→ **Selected text**
*** Block opens ***

On my first stranger seeking mission, I decided to go to Dumbo.  While I have lived in the city for five years, I just got to Dumbo on Tuesday.  I went again today.  At 1 p.m. I got off at High Street and found a falafel place for lunch on Henry Street where the guy at the counter told me that I have a trustworthy face. I love Mediterranean men.  After lunch, I walked towards the East River and turned onto Front Street, passing old industrial buildings where local designers sold their wares, with the bridges pressing against my nose.

As I passed by strangers on the street, I kept thinking – “Are YOU my stranger.”  I wasn’t sure this was going to work.  Who would want to talk to me?  Either one of us could be a kook.  I went into some tiny shops on Front Streetwhere I sat on an imported purple pillow and talked to a baby stuffed inside a white snowsuit.  At the end of the row of shops I saw a table of beautiful hand made jewelry, and I stopped.

*** Block closes ***

→ **Supplied records**

*** Block opens ***

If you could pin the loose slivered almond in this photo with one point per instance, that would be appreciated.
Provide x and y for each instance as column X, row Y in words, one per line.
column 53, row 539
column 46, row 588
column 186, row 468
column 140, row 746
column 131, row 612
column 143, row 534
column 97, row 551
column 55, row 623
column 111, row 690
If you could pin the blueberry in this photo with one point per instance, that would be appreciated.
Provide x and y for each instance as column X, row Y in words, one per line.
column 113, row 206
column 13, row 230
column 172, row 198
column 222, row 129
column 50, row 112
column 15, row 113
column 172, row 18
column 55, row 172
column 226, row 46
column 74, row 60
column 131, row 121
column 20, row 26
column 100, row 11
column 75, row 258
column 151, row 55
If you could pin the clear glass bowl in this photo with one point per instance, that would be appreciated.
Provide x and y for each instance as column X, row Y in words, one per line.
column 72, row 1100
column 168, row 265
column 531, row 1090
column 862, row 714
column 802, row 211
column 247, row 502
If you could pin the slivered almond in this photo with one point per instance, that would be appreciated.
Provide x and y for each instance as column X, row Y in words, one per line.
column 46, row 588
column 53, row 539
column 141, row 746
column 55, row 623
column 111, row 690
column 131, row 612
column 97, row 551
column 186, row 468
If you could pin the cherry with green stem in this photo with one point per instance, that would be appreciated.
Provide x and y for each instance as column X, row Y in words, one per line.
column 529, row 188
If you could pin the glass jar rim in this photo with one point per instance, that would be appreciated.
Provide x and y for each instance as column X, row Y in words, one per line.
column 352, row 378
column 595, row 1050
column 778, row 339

*** Block closes ***

→ **Task A**
In the account of the walk through Dumbo, what did the man at the falafel counter tell the writer?
→ **Task B**
Copy everything in the account of the walk through Dumbo from "As I passed" down to "and I stopped.", word for word.
→ **Task C**
Go on with the account of the walk through Dumbo, starting right after its last sentence.
This material has nothing to do with the text.

→ **Reply A**
He said the writer has a trustworthy face.

→ **Reply B**
As I passed by strangers on the street, I kept thinking – “Are YOU my stranger.”  I wasn’t sure this was going to work.  Who would want to talk to me?  Either one of us could be a kook.  I went into some tiny shops on Front Streetwhere I sat on an imported purple pillow and talked to a baby stuffed inside a white snowsuit.  At the end of the row of shops I saw a table of beautiful hand made jewelry, and I stopped.

→ **Reply C**
I looked up and I looked down at the jewelry, and then I asked the man if he used to have a store in Manhattan.  Yes, on the Upper East Side.  I named the block.  How bizarre.  I had been in his store about four years ago.  I have a pair of garnet earrings that he made.

His name is Yoshi.  Yoshi closed his store on the Upper East Side in February 2009, after Lehman Brothers crashed and Yoshi’s sales were cut in half.  One day he was sitting in Bryant Park and saw an advertisement for “Spin”, which was sponsoring an event in Bryant Park.  Yoshi told me that if I read the New York Times, I would see that Susan Sarandon is involved with the Spin Club – where you can play table tennis with music playing and a bar serving drinks.

Yoshi is from Japan, and was a ping pong champion.  He was trained professionally, starting at age 10. He explained to me that ping pong is all about spin.  “Me and you play, you can never get a point.  I have the spin. You never can beat me.”  I will not challenge Yoshi.

After he closed his store, Yoshi started playing ping pong again.  He made friends with the strong ping pong players, and they found other places to play in Chinatown and on Roosevelt Island.  “I started playing seriously.  It was very exciting.”  He also went to the gym every day.  With ping pong, swimming, and weight lifting, he wasn’t resting and he was trying to forget about closing his shop.  “It was still in my heart.”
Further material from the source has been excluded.